## OBJET DE LA TÂCHE
Mettez à jour le texte sur les femmes en Afghanistan en reproduisant tout ce qui va de « Alors que de » jusqu'à « la vie sociale. », et en y remplaçant « condamne fermement » par « dénonce vigoureusement ».

## EXTRAIT DU DOCUMENT

Alors que de plus en plus de restrictions s'abattent depuis plusieurs mois sur les femmes en Afghanistan restreignant davantage leur participation à la vie quotidienne, comme leur accès à l'éducation, Médecins Sans Frontières (MSF) condamne fermement la dernière directive de l'Émirat islamique qui ôte aux femmes leur droit à travailler pour des organisations non gouvernementales et les bannit de la vie sociale.
" Les femmes représentent plus de 51% de notre personnel médical, soit environ 900 docteurs, infirmières et autres professionnelles de santé qui s'efforcent de prodiguer les meilleurs soins possibles à des milliers d'Afghans. Cette dernière directive est une étape de plus dans la mise en œuvre d'une politique qui vise à expurger de la vie publique toute présence féminine, et ce au détriment de tous et de toutes ", selon Filipe Ribeiro, représentant pays MSF en Afghanistan.
Dans un pays où la population dépend généralement de l'aide humanitaire en plus d'être confrontée à une pauvreté galopante aggravée par un chômage en plein essor, les femmes jouent un rôle crucial dans la délivrance d'aide humanitaire et l'accès aux soins médicaux. Aucune organisation, qu'elle soit grande ou petite, ne peut fournir des soins médicaux aux communautés qui en ont besoin sans leur participation.

## Enregistrements sources
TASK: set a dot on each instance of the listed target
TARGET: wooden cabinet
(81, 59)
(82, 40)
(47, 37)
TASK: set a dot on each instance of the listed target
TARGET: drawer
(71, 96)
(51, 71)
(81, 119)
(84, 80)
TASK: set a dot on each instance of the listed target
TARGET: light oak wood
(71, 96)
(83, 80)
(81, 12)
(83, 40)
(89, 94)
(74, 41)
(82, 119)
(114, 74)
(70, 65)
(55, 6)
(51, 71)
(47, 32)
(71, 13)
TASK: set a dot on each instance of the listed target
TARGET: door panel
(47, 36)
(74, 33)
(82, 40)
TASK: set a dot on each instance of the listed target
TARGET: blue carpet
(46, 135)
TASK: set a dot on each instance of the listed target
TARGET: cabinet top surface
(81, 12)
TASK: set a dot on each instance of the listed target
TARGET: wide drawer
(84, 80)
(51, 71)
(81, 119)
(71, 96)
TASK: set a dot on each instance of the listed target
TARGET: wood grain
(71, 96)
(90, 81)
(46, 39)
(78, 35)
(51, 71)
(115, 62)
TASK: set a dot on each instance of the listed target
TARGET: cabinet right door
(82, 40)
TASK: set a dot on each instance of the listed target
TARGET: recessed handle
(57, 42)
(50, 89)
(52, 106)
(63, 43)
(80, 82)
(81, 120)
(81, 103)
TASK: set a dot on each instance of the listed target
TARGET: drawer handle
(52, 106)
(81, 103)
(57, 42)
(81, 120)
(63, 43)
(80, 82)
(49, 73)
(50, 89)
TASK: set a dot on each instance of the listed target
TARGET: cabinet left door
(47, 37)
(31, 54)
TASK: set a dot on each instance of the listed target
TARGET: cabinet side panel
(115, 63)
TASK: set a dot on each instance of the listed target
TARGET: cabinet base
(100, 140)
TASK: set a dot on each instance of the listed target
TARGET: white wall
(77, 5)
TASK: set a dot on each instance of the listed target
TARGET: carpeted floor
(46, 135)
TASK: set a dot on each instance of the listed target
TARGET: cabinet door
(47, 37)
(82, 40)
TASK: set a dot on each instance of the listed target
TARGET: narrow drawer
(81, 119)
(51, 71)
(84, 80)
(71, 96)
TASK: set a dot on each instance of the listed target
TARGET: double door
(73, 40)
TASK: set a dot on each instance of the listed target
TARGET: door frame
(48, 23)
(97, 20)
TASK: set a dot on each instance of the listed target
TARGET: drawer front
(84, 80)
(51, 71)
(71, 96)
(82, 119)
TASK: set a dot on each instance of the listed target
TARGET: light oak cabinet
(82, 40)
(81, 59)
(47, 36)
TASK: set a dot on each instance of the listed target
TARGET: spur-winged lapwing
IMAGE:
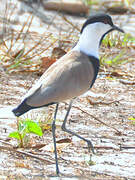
(72, 75)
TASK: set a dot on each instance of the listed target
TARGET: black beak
(117, 28)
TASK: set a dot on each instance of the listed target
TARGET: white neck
(90, 39)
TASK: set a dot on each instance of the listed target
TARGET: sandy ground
(110, 100)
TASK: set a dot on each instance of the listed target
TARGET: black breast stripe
(95, 63)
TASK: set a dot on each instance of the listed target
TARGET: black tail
(24, 107)
(21, 109)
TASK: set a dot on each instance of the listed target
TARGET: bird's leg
(90, 146)
(54, 139)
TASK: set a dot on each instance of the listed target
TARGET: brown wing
(69, 77)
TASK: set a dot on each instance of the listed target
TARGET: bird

## RÉSULTAT DE LA TÂCHE
Alors que de plus en plus de restrictions s'abattent depuis plusieurs mois sur les femmes en Afghanistan restreignant davantage leur participation à la vie quotidienne, comme leur accès à l'éducation, Médecins Sans Frontières (MSF) dénonce vigoureusement la dernière directive de l'Émirat islamique qui ôte aux femmes leur droit à travailler pour des organisations non gouvernementales et les bannit de la vie sociale.